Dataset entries
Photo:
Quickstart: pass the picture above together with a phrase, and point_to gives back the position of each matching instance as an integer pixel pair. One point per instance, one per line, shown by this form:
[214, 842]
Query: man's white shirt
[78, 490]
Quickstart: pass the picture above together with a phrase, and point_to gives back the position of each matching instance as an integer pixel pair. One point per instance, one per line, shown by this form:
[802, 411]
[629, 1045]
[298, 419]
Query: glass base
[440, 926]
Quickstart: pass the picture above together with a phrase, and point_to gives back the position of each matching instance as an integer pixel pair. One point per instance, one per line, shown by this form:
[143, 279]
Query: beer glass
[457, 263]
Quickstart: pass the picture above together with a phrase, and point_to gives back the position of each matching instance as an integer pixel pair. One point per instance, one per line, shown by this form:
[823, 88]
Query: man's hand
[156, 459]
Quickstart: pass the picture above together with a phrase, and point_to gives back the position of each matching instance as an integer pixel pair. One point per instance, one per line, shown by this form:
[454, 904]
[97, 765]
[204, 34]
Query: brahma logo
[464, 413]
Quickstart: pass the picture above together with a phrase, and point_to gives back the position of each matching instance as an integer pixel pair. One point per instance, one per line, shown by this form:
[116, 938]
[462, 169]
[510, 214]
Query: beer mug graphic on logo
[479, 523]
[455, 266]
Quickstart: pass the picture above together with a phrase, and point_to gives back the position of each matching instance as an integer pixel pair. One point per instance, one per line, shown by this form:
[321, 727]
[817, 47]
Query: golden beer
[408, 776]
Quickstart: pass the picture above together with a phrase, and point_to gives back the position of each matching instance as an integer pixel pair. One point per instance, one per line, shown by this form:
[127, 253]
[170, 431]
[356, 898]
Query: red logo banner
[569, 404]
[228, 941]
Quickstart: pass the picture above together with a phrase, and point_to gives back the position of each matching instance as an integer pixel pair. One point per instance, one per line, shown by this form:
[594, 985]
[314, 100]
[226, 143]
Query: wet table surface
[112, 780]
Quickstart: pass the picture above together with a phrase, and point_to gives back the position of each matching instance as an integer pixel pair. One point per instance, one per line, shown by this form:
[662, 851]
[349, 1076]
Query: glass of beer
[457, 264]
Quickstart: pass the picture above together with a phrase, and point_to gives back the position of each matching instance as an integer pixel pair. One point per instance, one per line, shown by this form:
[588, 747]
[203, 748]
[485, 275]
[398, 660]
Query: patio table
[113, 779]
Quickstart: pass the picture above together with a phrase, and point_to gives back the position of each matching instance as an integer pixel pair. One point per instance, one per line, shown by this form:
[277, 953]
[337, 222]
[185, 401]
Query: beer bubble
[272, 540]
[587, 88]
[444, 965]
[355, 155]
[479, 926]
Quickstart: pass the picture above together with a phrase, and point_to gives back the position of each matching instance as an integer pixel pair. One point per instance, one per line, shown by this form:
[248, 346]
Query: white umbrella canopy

PROBLEM STATEMENT => Retype all the records above without changing a word.

RESPONSE TO THE TASK =>
Photo:
Quickstart: pass the picture above together with a phrase, and point_to gives back the position of each matching instance as an integer pixel pair. One point per instance, one per line, shown by this form:
[214, 842]
Query: man's white shirt
[78, 490]
Quickstart: pass the picture above together with a phrase, and point_to gives back the position of each matching instance as an integer pixel pair. One point per instance, one per line, shown by this form:
[802, 411]
[629, 1045]
[298, 419]
Query: glass base
[440, 926]
Quickstart: pass the picture above together with a phrase, and point_to gives back the position of each matching instance as an integer pixel pair. One point per instance, one per line, shown by this form:
[143, 279]
Query: beer glass
[457, 263]
Quickstart: pass the picture above together with a phrase, and point_to gives back the position of each matching instance as an integer pixel pair. One point per instance, one per line, shown by this form:
[823, 88]
Query: man's hand
[156, 459]
Quickstart: pass the picture above together with a phrase, and point_to gives back the position of each matching instance as an integer pixel pair. One point per instance, one per line, shown by this form:
[454, 904]
[97, 765]
[204, 34]
Query: brahma logo
[464, 413]
Quickstart: pass the picture above together with a phrase, and point_to gives back the position of each matching instance as an integer pixel pair. One point per instance, one per line, shown by this form:
[116, 938]
[462, 169]
[510, 214]
Query: beer mug graphic on logo
[479, 523]
[455, 266]
Quickstart: pass the picture above together with a phrase, and point_to gives back the position of each matching instance as an integer pixel pair. One point per instance, one per line, shown by this form:
[321, 727]
[817, 47]
Query: golden beer
[408, 776]
Quickstart: pass the picture above together with a phrase, and point_to gives back the position of each matching instance as an integer pixel pair. One point per instance, one per line, shown by this form:
[127, 253]
[170, 431]
[356, 898]
Query: red logo banner
[569, 404]
[228, 941]
Quickstart: pass the picture above together with a phrase, and point_to gives back the position of each matching instance as an integer pixel pair. One point per instance, one per line, shown by this form:
[594, 985]
[314, 100]
[226, 143]
Query: wet table surface
[112, 780]
Quickstart: pass the picture above together with a phrase, and point_to gives back the position of each matching instance as an integer pixel pair. One point per instance, one per line, shown by this form:
[662, 851]
[349, 1076]
Query: glass of beer
[457, 264]
Quickstart: pass the picture above together with a phrase, and point_to gives back the position of each matching instance as an integer pixel pair. One point per instance, one per line, shown by this form:
[588, 747]
[203, 748]
[485, 275]
[398, 660]
Query: patio table
[113, 779]
Quickstart: pass the picture above together with a phrase, and point_to gives back the position of each matching instance as an integer pixel pair. One point per instance, one per line, shown by this form:
[277, 953]
[337, 222]
[185, 401]
Query: beer bubble
[272, 540]
[587, 88]
[444, 965]
[355, 155]
[479, 926]
Quickstart: pass the picture above together with a phrase, and point_to gives back the position of each matching instance as an integer pixel pair. One point per instance, one per line, shown by this form:
[248, 346]
Query: white umbrella canopy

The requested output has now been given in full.